Free-text object descriptions
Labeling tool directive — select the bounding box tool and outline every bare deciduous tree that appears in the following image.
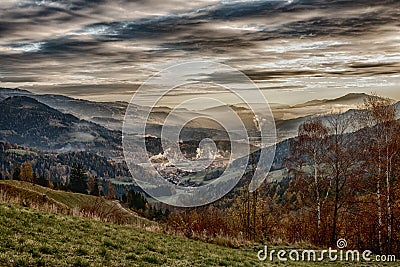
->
[325,113,353,245]
[358,94,399,253]
[289,119,330,244]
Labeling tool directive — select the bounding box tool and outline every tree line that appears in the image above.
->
[7,161,168,221]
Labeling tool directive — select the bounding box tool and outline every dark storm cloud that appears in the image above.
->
[0,76,39,83]
[68,0,399,41]
[10,38,100,55]
[0,0,103,26]
[0,21,20,35]
[267,68,397,78]
[3,0,398,56]
[194,60,400,86]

Assignment:
Each entry above must be printed exactly, apart from its pictures.

Output:
Labeling tool directive — select the bounding box tool and outline every bare deciduous tree that appears in the following image.
->
[325,113,353,245]
[358,94,399,253]
[289,119,330,244]
Labeling tool directive — select the bounding box tool and outline every tree line that appears in the image above.
->
[7,161,168,221]
Labeling tool directive — select the bounding box tool and outline every dark storm cloud that appears in the image above.
->
[0,76,39,83]
[68,0,399,41]
[10,38,100,55]
[0,0,103,26]
[0,21,20,35]
[267,68,397,78]
[3,0,398,56]
[194,60,400,86]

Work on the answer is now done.